[[ TASK DATA, beginning ]]

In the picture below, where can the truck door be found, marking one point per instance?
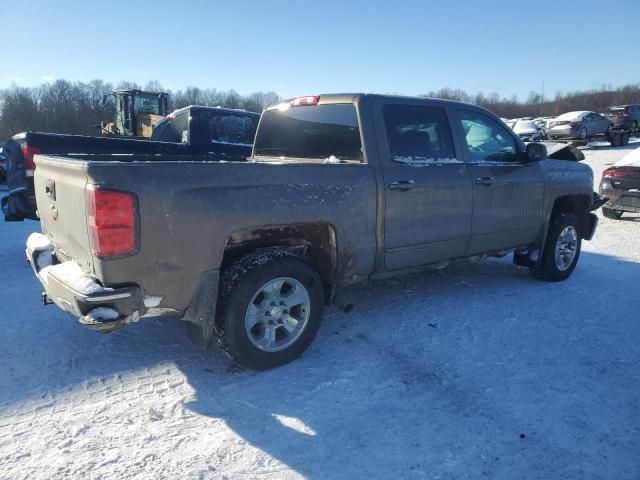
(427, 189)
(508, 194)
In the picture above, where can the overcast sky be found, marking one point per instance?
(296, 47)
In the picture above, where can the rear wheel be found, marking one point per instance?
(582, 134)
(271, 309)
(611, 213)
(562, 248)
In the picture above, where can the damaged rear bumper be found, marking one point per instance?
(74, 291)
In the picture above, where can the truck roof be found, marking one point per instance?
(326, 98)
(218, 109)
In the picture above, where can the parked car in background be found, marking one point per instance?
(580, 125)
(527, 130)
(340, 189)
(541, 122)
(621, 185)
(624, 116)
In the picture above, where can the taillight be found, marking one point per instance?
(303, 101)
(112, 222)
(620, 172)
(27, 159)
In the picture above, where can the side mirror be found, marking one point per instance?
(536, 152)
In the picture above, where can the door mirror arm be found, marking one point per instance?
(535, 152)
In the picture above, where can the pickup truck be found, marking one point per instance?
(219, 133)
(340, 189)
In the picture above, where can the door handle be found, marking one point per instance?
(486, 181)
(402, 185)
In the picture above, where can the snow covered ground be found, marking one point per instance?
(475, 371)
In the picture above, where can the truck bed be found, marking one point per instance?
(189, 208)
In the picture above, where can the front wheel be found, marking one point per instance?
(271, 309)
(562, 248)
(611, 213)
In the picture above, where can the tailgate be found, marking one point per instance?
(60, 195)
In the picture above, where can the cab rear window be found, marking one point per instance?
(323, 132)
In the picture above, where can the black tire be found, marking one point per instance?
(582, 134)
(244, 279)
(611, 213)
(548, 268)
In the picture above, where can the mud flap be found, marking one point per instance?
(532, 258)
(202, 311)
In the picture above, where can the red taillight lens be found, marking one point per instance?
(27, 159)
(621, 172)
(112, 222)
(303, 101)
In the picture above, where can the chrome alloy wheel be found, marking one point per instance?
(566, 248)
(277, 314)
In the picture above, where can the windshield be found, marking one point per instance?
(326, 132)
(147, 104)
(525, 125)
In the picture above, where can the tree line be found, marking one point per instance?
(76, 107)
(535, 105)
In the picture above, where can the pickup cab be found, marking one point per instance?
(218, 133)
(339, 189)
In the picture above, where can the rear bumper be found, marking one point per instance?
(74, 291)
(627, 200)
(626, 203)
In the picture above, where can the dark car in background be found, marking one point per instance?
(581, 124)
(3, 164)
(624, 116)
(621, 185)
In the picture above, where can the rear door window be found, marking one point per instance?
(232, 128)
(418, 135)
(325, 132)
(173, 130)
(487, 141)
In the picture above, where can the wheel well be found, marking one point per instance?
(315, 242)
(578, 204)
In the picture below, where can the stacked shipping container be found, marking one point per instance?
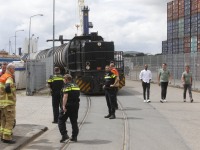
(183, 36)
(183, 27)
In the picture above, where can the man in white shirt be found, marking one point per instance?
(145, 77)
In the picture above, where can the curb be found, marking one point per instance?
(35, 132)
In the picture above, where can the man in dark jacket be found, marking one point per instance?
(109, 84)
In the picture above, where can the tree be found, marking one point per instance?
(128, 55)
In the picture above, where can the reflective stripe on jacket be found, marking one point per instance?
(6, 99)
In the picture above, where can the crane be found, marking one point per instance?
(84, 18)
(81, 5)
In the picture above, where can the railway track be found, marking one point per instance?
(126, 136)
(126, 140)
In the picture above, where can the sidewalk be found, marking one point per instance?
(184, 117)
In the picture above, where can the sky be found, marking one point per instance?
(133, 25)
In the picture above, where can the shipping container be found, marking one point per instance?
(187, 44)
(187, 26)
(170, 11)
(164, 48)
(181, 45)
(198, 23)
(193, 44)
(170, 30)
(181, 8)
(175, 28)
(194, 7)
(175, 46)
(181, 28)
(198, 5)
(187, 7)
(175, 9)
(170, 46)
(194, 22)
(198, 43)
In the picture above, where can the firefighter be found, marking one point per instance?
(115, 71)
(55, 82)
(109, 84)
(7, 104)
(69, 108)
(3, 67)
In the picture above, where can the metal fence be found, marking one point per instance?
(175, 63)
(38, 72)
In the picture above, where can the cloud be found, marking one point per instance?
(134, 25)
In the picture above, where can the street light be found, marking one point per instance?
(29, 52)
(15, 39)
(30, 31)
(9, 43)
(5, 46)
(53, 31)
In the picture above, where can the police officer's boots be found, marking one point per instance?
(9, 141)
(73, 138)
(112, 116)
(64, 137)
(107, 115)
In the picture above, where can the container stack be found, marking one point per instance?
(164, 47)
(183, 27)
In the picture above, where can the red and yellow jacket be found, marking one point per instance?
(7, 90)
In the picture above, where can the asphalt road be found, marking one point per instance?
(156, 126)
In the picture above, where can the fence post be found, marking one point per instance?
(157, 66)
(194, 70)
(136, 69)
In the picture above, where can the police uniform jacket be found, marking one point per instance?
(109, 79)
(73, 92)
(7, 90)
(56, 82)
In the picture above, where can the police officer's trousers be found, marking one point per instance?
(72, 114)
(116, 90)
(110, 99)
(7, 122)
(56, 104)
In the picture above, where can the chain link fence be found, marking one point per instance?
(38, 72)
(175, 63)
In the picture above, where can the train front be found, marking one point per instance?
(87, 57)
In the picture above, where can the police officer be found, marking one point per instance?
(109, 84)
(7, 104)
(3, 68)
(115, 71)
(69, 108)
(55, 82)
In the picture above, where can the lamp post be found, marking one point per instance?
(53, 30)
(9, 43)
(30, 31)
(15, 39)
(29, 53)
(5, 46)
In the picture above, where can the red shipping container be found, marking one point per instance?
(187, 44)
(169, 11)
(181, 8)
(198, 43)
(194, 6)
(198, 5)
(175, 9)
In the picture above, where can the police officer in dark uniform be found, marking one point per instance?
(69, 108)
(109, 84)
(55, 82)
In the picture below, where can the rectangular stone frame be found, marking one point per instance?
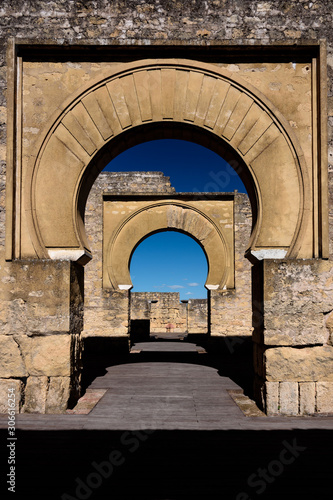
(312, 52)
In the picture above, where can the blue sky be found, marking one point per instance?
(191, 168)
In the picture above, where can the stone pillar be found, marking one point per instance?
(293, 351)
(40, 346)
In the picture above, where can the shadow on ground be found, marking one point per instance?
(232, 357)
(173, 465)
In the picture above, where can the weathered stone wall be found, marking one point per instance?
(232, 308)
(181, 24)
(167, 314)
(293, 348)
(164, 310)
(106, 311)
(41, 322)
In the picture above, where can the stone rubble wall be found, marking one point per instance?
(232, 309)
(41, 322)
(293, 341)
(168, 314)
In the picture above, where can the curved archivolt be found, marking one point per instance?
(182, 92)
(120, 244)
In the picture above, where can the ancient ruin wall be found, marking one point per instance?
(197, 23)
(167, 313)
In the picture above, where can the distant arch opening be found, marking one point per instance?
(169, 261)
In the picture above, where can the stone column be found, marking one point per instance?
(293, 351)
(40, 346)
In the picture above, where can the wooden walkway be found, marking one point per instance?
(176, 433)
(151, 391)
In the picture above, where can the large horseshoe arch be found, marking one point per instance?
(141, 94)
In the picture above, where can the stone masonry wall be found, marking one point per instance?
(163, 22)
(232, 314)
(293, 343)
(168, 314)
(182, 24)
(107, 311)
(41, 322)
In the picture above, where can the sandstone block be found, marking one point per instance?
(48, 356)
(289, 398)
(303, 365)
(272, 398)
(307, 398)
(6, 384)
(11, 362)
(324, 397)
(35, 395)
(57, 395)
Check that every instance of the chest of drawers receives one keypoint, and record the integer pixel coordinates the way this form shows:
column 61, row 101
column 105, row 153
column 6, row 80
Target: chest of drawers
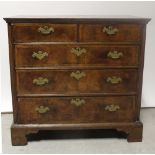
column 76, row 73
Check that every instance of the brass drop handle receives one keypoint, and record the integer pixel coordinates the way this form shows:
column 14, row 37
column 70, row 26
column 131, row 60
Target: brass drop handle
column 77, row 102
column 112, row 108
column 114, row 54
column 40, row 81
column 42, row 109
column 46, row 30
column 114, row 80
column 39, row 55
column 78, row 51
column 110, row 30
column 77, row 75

[[ TASK DATA, end ]]

* [YOUR ASSIGNMENT]: Of the lines above, count those containing the word "receives", and give the number by itself.

* [RESULT OF THE TASK]: 2